PROMPT – Rewrite the part of the data below that opens with the line containing "Hi annotator, your task is to find the rider's" and runs through the end as a numbered list, one line per item, skipping any blank lines.
--- start of RECORDS FOR THIS EXERCISE ---
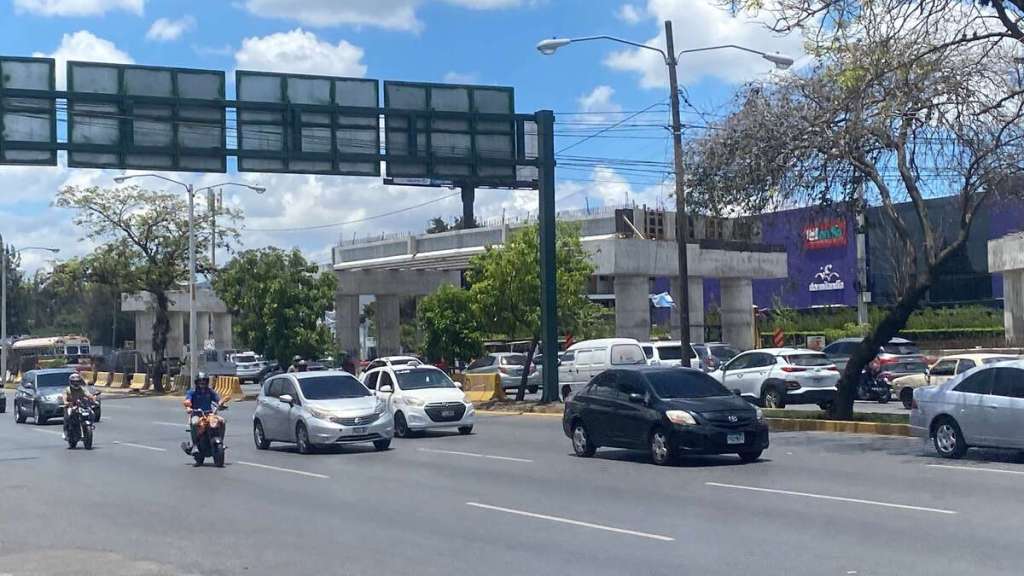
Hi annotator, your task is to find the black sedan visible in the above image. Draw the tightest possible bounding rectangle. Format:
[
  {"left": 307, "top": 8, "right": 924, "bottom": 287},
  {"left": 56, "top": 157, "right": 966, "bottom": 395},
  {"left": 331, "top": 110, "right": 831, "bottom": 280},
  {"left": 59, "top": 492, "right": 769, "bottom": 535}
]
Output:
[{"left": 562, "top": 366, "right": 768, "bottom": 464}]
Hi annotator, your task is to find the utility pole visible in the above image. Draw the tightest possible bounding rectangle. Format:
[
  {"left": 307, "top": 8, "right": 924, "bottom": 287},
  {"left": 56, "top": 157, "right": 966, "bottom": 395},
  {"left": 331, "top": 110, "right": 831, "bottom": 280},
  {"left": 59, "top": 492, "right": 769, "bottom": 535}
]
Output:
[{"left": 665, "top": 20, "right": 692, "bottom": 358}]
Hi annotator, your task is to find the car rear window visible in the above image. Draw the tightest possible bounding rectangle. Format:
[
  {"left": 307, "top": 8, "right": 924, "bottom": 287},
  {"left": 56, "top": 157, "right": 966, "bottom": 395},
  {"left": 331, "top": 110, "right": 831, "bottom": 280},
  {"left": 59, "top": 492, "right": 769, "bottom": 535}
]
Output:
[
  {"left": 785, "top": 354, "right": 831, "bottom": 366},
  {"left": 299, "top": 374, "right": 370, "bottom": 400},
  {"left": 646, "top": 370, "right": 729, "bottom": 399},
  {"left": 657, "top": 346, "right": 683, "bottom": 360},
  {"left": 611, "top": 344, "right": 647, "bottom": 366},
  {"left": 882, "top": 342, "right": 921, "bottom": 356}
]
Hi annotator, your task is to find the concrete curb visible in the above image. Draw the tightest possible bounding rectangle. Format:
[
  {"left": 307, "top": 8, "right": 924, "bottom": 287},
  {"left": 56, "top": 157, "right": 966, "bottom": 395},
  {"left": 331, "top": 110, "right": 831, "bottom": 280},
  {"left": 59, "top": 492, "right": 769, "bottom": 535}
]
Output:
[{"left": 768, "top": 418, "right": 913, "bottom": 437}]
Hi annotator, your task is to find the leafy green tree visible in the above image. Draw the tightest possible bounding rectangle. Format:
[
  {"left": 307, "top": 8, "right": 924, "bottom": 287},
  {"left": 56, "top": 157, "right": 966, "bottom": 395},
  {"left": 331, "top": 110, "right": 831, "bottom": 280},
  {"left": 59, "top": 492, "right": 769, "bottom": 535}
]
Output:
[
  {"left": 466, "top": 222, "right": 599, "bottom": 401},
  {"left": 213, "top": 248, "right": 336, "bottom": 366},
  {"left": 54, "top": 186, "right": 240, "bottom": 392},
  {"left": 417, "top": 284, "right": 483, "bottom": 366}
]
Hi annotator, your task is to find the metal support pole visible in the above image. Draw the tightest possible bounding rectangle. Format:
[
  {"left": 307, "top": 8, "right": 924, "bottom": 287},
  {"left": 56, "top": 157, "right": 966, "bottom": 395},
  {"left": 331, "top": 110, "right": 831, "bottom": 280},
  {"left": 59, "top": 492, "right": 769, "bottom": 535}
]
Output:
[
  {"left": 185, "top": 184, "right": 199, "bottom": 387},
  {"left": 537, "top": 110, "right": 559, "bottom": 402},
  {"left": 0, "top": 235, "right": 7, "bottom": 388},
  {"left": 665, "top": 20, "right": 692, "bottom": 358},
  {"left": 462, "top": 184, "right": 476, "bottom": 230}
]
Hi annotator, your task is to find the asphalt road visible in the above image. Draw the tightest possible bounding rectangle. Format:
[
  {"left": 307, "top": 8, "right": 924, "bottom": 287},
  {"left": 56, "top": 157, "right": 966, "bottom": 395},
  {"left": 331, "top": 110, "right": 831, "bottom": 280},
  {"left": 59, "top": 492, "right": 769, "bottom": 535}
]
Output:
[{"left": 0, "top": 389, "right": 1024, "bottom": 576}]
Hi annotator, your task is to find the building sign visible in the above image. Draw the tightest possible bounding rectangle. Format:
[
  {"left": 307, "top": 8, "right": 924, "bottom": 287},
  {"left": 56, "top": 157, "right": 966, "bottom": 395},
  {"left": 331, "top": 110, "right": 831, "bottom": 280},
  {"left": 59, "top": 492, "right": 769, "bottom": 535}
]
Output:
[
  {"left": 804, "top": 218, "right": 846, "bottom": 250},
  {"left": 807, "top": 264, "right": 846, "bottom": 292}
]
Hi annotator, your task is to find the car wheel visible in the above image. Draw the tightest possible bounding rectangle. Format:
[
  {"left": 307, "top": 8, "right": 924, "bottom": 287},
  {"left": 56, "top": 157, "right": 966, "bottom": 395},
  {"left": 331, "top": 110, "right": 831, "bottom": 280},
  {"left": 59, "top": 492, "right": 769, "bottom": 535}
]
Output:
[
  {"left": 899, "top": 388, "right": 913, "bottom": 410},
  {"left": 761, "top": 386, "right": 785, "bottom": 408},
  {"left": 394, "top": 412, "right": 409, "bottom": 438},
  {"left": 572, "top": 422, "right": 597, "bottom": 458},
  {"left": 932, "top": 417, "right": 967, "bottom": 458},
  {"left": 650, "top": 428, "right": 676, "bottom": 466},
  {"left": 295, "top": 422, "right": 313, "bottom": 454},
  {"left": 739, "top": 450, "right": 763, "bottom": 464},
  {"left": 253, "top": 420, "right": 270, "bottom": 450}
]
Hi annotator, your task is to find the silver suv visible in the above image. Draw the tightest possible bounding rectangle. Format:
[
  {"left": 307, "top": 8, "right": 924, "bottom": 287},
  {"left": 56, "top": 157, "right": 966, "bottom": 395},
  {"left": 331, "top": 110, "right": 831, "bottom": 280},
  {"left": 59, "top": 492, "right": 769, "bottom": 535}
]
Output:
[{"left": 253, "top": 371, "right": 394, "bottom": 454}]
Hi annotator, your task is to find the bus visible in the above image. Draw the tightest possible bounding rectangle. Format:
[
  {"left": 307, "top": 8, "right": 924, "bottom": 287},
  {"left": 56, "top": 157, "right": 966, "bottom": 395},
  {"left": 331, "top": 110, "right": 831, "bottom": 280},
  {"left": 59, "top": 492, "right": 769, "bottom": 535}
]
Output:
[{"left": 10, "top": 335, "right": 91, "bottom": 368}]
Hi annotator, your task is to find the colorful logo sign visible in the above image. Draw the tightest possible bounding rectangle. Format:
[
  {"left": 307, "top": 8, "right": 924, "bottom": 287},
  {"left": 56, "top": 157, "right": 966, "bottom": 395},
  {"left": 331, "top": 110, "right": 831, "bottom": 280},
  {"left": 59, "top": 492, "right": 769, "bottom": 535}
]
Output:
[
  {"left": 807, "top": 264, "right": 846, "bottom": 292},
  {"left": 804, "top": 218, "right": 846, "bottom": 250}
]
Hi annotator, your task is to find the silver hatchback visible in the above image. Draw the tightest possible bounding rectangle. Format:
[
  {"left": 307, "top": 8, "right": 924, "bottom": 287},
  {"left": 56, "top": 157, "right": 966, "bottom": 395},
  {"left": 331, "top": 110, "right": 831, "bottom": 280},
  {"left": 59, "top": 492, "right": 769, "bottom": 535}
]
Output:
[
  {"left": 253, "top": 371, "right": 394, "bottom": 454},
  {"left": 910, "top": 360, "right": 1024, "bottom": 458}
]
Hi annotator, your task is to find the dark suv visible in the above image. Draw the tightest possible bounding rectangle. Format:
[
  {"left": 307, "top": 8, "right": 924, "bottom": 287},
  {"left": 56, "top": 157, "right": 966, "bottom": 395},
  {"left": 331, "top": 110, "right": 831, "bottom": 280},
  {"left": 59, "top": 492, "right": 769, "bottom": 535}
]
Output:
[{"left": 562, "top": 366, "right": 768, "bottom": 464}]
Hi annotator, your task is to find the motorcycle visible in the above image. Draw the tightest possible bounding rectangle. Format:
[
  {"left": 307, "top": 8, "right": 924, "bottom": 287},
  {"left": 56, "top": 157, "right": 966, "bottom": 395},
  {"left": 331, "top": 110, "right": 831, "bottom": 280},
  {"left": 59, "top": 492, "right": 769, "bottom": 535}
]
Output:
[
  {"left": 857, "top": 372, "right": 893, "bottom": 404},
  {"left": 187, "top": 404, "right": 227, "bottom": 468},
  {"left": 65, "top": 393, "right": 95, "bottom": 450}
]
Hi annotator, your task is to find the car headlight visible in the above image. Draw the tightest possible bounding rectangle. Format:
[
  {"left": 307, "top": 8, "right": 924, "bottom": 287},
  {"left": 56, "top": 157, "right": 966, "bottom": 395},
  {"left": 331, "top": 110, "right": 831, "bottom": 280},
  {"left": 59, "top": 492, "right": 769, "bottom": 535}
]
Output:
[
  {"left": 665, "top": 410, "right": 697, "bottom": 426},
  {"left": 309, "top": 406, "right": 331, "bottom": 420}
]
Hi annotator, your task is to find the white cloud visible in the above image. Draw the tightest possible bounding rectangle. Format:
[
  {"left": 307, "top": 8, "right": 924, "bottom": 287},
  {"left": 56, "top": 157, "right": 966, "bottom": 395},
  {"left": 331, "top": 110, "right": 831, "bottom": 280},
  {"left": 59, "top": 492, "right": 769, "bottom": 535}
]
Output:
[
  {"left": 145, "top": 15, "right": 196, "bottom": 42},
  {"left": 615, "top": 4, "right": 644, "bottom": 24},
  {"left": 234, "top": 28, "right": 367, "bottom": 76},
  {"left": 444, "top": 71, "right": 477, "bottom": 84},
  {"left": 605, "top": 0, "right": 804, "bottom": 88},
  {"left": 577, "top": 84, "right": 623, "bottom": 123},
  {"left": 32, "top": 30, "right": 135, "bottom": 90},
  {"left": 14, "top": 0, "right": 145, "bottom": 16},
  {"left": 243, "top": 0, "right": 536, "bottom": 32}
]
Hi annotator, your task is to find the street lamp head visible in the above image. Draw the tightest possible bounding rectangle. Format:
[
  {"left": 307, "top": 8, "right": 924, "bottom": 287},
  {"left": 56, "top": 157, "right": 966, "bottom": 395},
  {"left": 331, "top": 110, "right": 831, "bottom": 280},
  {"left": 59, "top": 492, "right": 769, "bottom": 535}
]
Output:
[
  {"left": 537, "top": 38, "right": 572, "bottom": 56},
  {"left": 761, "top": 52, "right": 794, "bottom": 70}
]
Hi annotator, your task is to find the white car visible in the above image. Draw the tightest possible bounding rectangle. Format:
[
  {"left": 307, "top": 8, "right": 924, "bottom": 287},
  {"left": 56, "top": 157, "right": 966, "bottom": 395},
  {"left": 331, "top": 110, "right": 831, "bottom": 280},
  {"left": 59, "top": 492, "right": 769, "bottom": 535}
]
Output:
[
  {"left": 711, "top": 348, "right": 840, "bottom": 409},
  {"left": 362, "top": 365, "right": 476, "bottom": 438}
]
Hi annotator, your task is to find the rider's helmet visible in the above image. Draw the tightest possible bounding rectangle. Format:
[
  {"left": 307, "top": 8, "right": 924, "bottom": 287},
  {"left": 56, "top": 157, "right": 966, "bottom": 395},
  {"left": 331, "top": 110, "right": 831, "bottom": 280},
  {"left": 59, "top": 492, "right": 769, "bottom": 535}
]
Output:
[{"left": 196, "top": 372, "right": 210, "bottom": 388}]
--- end of RECORDS FOR THIS EXERCISE ---
WRITTEN REPLY –
1. Hi annotator, your task is to find the rider's helmet visible in the above image. Draw the tightest possible bounding rectangle. Format:
2. [
3.   {"left": 307, "top": 8, "right": 924, "bottom": 287},
4.   {"left": 56, "top": 157, "right": 966, "bottom": 395},
5.   {"left": 331, "top": 110, "right": 831, "bottom": 280},
6.   {"left": 59, "top": 492, "right": 769, "bottom": 535}
7. ]
8. Output:
9. [{"left": 196, "top": 372, "right": 210, "bottom": 388}]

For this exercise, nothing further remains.